#### Given data ####

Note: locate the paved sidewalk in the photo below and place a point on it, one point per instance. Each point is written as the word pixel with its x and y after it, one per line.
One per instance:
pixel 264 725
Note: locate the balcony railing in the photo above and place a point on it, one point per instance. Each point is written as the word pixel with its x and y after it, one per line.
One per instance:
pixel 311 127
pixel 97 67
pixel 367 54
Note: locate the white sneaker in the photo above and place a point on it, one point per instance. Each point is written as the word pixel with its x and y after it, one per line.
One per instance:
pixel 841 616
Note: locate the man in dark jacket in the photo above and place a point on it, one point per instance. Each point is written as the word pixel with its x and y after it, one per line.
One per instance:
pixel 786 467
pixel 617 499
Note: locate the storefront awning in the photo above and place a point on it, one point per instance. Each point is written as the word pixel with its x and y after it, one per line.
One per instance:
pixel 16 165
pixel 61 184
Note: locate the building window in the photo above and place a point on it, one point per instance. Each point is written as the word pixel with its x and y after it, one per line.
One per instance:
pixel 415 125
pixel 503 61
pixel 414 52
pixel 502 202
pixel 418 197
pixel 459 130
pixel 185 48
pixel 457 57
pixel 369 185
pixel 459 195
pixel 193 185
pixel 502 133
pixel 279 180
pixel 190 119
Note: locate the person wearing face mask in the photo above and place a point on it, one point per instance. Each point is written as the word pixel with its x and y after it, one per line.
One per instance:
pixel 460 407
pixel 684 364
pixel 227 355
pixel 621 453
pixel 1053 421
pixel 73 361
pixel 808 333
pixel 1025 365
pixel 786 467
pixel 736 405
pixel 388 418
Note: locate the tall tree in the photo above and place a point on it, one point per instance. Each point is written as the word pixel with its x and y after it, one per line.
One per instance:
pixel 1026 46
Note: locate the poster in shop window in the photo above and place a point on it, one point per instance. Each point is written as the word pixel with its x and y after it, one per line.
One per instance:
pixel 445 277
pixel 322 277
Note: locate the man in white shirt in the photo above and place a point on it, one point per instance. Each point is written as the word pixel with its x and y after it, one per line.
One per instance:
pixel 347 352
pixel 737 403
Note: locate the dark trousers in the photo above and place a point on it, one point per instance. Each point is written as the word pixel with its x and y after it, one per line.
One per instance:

####

— Requirement —
Convert all of the records above into a Markdown table with two columns, Row and Text. Number each line in Row and skip any blank lines.

— Exercise result —
| Row | Text |
|---|---|
| 1 | Note: locate the paved sidewalk in the photo below and place a point on it, one point per instance. Each point is written as the word pixel with its x and y after it, one per line. |
| 2 | One per instance: |
| 3 | pixel 264 725 |
| 4 | Note: locate the balcony railing in the photo above and place a point on it, one point per instance. Each point is written as the word pixel with its x and y after it, one per line. |
| 5 | One per instance: |
| 6 | pixel 311 127 |
| 7 | pixel 97 67 |
| 8 | pixel 367 54 |
| 9 | Note: locate the white sneaker in the photo above and place a point on it, one point per instance. Each point is written as the word pixel with its x and y after it, one per line. |
| 10 | One per instance: |
| 11 | pixel 841 616 |
| 12 | Note: locate the man in dark jacket in the photo above and place a point on it, one point per instance. Each point is written as the word pixel with its x and y after it, one per line. |
| 13 | One per instance: |
| 14 | pixel 786 467 |
| 15 | pixel 617 499 |
| 16 | Note: locate the storefront awning in the photo above and place a point on it, one point per instance. Each point is written as the word pixel with its x and y after it, one per line. |
| 17 | One per instance: |
| 18 | pixel 16 165 |
| 19 | pixel 61 184 |
| 20 | Note: locate the building window in the photo above and place a point on it, one point per instance. Each point is written as the word pixel with its x and y after it, one per line. |
| 21 | One per instance: |
| 22 | pixel 415 125 |
| 23 | pixel 503 61 |
| 24 | pixel 414 52 |
| 25 | pixel 502 202 |
| 26 | pixel 418 197 |
| 27 | pixel 459 130 |
| 28 | pixel 185 48 |
| 29 | pixel 457 57 |
| 30 | pixel 369 185 |
| 31 | pixel 459 195 |
| 32 | pixel 193 185 |
| 33 | pixel 502 133 |
| 34 | pixel 279 180 |
| 35 | pixel 190 119 |
| 36 | Note: locate the person wearing face mask in the photo above and place a point on it, one point per instance. Each point is written as the word pixel with its x and y after it, one per line. |
| 37 | One per instance: |
| 38 | pixel 460 407 |
| 39 | pixel 684 364 |
| 40 | pixel 227 355 |
| 41 | pixel 621 453 |
| 42 | pixel 1053 421 |
| 43 | pixel 73 361 |
| 44 | pixel 808 333 |
| 45 | pixel 1025 365 |
| 46 | pixel 786 467 |
| 47 | pixel 736 405 |
| 48 | pixel 388 418 |
| 49 | Note: locate the tall tree in the photo above and place a point on it, one point per instance. Each point is written as the word pixel with its x and y after it, one per line. |
| 50 | One per instance: |
| 51 | pixel 1026 46 |
| 52 | Note: locate the poster in shop window in the photo above and place a point on it, one point per instance. Each point is written as the word pixel with its x and y after it, one per line. |
| 53 | One per instance: |
| 54 | pixel 445 277 |
| 55 | pixel 322 277 |
| 56 | Note: locate the man in white shirt in the photo above and place a point on it, one point per instance. Each point is written as the word pixel with its x and y after it, one per line. |
| 57 | One per instance: |
| 58 | pixel 347 352 |
| 59 | pixel 737 403 |
| 60 | Note: locate the dark trousers in the photo above and place a point on it, one point per instance. Each point is written as the word pixel with its x and y after it, one per line. |
| 61 | One per instance: |